> _INPUT MATERIAL_
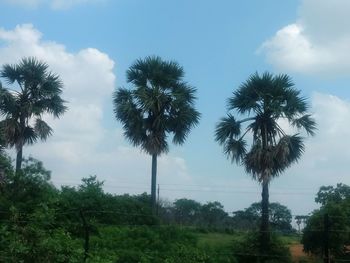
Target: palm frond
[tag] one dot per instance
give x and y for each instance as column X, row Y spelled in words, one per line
column 9, row 73
column 227, row 129
column 181, row 122
column 235, row 150
column 29, row 136
column 306, row 122
column 42, row 129
column 159, row 105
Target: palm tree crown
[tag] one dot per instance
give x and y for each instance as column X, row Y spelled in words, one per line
column 264, row 101
column 36, row 92
column 160, row 104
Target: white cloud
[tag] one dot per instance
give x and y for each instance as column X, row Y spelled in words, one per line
column 54, row 4
column 316, row 43
column 81, row 144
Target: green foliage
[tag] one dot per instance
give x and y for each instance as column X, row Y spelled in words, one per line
column 247, row 250
column 280, row 217
column 37, row 92
column 336, row 194
column 339, row 227
column 151, row 244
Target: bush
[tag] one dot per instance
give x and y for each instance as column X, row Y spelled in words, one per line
column 247, row 250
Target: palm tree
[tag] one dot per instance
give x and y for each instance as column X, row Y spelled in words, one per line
column 263, row 101
column 160, row 104
column 36, row 91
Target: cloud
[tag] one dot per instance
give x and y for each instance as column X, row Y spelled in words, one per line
column 82, row 143
column 54, row 4
column 316, row 43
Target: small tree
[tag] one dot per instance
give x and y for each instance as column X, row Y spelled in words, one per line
column 36, row 92
column 263, row 101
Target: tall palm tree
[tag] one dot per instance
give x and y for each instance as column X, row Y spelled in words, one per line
column 160, row 104
column 35, row 92
column 263, row 101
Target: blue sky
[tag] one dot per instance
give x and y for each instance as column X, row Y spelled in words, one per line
column 91, row 43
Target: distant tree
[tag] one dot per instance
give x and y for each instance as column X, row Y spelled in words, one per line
column 36, row 92
column 336, row 194
column 335, row 202
column 263, row 101
column 187, row 211
column 213, row 214
column 339, row 240
column 160, row 104
column 280, row 217
column 300, row 220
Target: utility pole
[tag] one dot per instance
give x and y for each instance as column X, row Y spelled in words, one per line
column 326, row 239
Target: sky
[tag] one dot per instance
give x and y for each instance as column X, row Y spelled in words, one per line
column 91, row 44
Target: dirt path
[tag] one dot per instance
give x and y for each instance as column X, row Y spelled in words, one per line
column 297, row 252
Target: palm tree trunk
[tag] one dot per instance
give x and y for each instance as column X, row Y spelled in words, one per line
column 264, row 228
column 19, row 159
column 154, row 184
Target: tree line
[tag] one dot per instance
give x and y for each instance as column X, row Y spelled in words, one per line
column 160, row 104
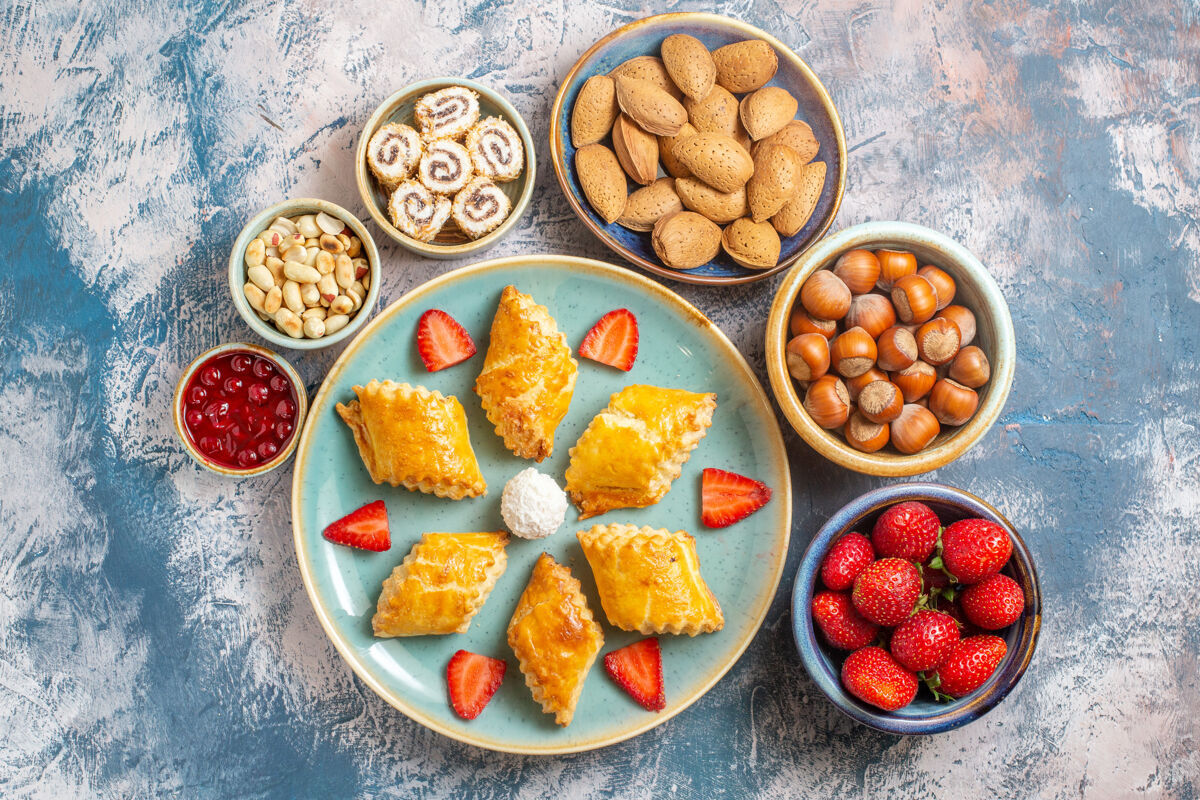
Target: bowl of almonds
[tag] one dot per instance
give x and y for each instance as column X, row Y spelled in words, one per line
column 889, row 349
column 304, row 274
column 699, row 148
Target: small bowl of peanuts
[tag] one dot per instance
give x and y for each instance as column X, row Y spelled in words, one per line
column 304, row 274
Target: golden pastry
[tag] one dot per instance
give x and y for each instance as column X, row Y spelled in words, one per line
column 441, row 584
column 411, row 437
column 648, row 579
column 635, row 447
column 555, row 637
column 528, row 376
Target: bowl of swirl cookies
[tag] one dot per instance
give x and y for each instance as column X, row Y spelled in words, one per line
column 699, row 148
column 445, row 167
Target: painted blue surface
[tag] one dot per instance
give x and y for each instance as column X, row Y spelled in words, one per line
column 154, row 636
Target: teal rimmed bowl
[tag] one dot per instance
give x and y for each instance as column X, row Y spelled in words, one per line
column 679, row 348
column 923, row 715
column 645, row 37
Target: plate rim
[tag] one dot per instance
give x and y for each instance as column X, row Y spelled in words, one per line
column 304, row 561
column 783, row 49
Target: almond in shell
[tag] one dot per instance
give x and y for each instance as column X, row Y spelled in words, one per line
column 796, row 134
column 796, row 212
column 745, row 66
column 685, row 240
column 754, row 245
column 647, row 67
column 720, row 208
column 777, row 173
column 667, row 143
column 717, row 113
column 636, row 150
column 767, row 110
column 654, row 110
column 651, row 203
column 594, row 112
column 689, row 64
column 717, row 160
column 603, row 180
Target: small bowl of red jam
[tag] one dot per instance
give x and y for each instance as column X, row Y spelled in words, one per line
column 239, row 409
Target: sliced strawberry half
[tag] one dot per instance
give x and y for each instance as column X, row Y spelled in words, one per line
column 637, row 668
column 442, row 341
column 727, row 498
column 365, row 528
column 472, row 680
column 613, row 340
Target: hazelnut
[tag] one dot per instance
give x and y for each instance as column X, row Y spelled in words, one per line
column 858, row 269
column 915, row 299
column 852, row 353
column 827, row 402
column 913, row 429
column 808, row 356
column 825, row 296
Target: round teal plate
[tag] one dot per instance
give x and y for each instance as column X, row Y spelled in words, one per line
column 679, row 348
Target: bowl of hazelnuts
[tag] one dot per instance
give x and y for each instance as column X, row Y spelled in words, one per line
column 889, row 349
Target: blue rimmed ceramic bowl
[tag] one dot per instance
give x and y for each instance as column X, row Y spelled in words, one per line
column 645, row 37
column 924, row 715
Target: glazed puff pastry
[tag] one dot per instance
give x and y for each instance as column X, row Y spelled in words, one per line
column 649, row 579
column 441, row 584
column 634, row 449
column 411, row 437
column 555, row 637
column 528, row 376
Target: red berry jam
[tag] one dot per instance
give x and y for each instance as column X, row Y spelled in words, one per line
column 239, row 409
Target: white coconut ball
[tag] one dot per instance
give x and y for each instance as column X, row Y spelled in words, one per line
column 532, row 505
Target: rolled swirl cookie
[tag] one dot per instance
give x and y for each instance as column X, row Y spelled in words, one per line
column 480, row 208
column 417, row 211
column 393, row 154
column 448, row 113
column 445, row 167
column 496, row 150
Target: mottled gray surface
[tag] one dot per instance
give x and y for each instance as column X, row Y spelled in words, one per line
column 154, row 633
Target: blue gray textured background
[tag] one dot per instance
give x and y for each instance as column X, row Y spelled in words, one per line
column 154, row 635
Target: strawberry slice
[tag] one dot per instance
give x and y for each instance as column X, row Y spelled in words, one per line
column 472, row 680
column 365, row 528
column 442, row 341
column 613, row 340
column 637, row 668
column 727, row 498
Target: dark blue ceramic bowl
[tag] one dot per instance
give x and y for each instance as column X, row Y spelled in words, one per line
column 645, row 37
column 924, row 715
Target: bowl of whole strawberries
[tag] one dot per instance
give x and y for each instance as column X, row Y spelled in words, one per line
column 889, row 348
column 916, row 608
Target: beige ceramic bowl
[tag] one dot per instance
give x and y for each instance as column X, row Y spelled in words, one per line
column 976, row 289
column 450, row 242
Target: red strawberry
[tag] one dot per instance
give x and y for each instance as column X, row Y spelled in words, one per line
column 442, row 341
column 849, row 555
column 906, row 530
column 841, row 625
column 727, row 498
column 994, row 602
column 969, row 665
column 365, row 528
column 613, row 340
column 472, row 680
column 874, row 677
column 637, row 668
column 973, row 549
column 924, row 639
column 887, row 591
column 954, row 609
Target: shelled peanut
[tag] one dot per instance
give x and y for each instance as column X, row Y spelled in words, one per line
column 307, row 275
column 882, row 353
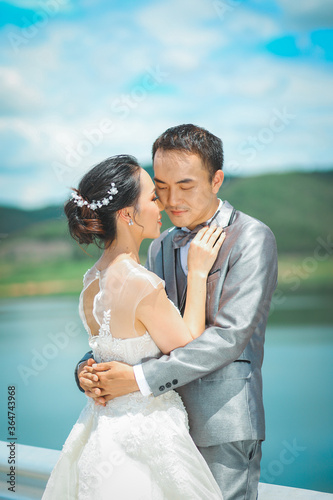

> _TASK DIRECTIONS_
If a line in the records contains the word "ceramic", copy it out.

> _ANSWER TO THIS EXERCISE_
Target: blue rimmed ceramic bowl
Target: dark blue ceramic bowl
Target: beige ceramic bowl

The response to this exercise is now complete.